EXTRAIT CHOISI ->
>>>>
J’ai eu bien des malheurs, c’est vrai, et il serait stupide de penser que je désirerais souffrir une fois encore la mort abominable de mon fils aîné, la lâcheté de mon cadet, la stérilité de ma fille, mon impuissance sexuelle, les luttes, les accusations, les maladies, les dangers, les poisons, la prison, l’injustice. Et pourtant, je ne regrette rien parce que jamais l’activité de ma pensée ne m’a rendu un seul jour malheureux. Quand je sens à ce point que mon être tout entier participe de la divinité, je suis joyeux comme si j’avais encore cent mille ans à vivre. Ainsi se présente Girolamo Cardano, siège d’explosions de pensée qu’il nomme splendeurs.

L’homme fascine par son élan mystique vers l’acte de penser, créateur et ouvert sur l’infini. L’arithmétique est une joie. Durant une messe, il chuchote à son père qu’il est capable de calculer la hauteur du dôme via la durée d’oscillation des bougeoirs suspendus à la voûte. Les énigmes le passionnent, y compris celle de l’avenir. Féru d’astrologie, il a des prétentions de voyant. À 8 ans, il prévient son précepteur qu’il le voit sur un gibet. Arrêté la semaine suivante, celui qui lui a enseigné calcul et grammaire, est torturé puis pendu. Bon d’accord, la chose est courante à l’époque mais Girolamo est conforté dans sa croyance. À 16 ans, plongé dans Métaphysique d’Aristote, il ronronne de joie, reçoit alors de cette chose alerte comme un moulin une immense bouffée d’euphorie (…) Jusqu’à la fin de sa vie, il sera convaincu d’avoir été un beau jour revivifié par Aristote.
<<<<
D'après l'extrait ci-dessus consacré à Girolamo Cardano, que se dit-il capable de calculer lorsqu'il chuchote à son père durant une messe, et par quel moyen ?

[Descriptions de régions en langage naturel]
>>>>
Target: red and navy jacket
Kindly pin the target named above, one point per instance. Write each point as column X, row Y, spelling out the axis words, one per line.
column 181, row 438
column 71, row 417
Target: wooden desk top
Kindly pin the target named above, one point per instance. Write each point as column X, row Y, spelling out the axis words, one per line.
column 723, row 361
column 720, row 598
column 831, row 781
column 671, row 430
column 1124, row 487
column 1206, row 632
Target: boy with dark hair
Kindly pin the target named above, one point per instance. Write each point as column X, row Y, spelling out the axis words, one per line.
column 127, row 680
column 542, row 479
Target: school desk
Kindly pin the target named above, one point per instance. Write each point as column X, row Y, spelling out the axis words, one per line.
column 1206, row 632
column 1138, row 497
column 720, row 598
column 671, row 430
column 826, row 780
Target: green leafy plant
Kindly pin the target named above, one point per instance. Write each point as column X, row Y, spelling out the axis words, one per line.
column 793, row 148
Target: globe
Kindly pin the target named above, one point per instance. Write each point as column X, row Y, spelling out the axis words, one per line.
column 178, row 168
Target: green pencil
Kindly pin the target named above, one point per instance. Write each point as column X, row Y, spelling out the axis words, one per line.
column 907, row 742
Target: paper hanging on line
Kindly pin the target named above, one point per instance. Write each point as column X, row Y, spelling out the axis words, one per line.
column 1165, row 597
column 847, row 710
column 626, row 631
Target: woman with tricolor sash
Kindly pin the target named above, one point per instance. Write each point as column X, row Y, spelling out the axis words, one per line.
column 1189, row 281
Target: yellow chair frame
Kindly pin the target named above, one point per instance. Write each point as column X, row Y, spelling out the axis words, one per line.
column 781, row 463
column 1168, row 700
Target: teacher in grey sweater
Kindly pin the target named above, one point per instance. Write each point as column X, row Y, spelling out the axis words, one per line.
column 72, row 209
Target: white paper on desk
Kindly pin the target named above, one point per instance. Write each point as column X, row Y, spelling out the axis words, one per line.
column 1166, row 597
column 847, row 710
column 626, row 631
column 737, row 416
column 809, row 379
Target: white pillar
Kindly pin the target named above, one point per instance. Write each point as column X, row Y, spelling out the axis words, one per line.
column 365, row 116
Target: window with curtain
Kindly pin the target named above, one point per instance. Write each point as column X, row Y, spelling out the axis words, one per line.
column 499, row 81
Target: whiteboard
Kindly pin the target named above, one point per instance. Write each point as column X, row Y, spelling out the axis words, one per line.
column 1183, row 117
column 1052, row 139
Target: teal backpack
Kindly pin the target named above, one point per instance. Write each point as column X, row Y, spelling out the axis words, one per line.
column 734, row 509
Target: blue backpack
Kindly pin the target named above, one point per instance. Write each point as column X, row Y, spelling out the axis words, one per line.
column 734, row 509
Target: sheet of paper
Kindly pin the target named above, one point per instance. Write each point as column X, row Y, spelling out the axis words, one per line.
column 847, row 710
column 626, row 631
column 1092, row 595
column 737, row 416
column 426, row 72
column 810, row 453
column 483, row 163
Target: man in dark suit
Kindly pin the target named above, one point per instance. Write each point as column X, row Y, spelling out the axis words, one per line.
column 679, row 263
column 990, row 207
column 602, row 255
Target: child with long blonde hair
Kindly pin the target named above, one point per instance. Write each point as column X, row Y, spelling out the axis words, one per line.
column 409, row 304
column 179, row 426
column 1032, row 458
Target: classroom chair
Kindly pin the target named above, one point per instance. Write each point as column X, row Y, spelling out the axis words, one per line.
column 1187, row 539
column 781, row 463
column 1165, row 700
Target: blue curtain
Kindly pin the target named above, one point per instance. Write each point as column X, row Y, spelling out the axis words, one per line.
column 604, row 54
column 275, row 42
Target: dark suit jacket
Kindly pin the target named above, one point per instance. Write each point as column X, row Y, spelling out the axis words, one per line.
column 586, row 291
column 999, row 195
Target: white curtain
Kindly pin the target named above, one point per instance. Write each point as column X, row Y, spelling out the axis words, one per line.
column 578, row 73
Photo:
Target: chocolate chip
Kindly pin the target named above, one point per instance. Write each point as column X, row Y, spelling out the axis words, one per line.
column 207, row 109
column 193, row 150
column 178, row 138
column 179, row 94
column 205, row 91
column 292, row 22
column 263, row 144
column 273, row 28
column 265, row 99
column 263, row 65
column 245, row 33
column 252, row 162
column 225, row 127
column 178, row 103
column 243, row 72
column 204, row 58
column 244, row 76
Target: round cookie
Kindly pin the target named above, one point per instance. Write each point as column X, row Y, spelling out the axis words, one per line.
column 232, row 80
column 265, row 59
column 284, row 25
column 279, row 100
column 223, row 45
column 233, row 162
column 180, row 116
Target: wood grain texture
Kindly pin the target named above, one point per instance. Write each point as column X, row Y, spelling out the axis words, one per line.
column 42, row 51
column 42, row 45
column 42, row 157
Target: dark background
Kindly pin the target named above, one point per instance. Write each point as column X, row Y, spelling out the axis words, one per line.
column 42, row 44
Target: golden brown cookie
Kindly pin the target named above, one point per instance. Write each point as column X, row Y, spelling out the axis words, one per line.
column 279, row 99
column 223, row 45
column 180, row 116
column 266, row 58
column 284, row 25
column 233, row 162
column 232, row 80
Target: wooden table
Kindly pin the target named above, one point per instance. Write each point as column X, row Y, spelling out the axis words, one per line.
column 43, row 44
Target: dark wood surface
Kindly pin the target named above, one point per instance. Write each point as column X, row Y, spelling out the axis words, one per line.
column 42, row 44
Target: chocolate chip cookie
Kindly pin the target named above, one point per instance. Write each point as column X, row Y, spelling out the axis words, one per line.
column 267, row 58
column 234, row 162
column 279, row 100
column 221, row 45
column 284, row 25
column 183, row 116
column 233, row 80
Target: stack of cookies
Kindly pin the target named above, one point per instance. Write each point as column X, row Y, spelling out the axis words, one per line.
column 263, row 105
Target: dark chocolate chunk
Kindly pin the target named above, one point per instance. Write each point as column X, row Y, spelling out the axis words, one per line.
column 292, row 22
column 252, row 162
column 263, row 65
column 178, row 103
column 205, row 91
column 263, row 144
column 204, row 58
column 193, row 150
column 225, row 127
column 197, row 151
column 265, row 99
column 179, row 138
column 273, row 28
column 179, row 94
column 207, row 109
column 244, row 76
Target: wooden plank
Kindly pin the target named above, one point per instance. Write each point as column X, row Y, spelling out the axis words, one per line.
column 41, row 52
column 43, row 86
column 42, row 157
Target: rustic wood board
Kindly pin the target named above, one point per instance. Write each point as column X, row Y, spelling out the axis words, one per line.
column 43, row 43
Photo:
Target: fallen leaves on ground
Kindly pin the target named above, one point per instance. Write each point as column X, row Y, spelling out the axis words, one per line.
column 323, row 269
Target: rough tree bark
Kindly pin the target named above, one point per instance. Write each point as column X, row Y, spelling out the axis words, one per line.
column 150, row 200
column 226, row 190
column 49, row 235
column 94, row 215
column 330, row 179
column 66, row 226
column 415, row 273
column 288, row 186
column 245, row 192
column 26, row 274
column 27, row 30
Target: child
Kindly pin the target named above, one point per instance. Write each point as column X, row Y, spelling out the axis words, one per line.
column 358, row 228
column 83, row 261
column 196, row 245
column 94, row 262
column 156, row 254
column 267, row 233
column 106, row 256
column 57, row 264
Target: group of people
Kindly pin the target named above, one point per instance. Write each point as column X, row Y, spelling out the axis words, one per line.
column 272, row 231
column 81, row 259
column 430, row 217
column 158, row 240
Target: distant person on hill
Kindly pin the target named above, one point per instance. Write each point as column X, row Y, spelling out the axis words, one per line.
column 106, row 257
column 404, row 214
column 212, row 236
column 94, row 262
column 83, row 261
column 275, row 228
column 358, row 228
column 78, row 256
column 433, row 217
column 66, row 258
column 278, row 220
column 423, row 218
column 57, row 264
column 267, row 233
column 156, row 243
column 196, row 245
<<<<
RÉSULTAT ->
Il se dit capable de calculer la hauteur du dôme grâce à la durée d'oscillation des bougeoirs suspendus à la voûte.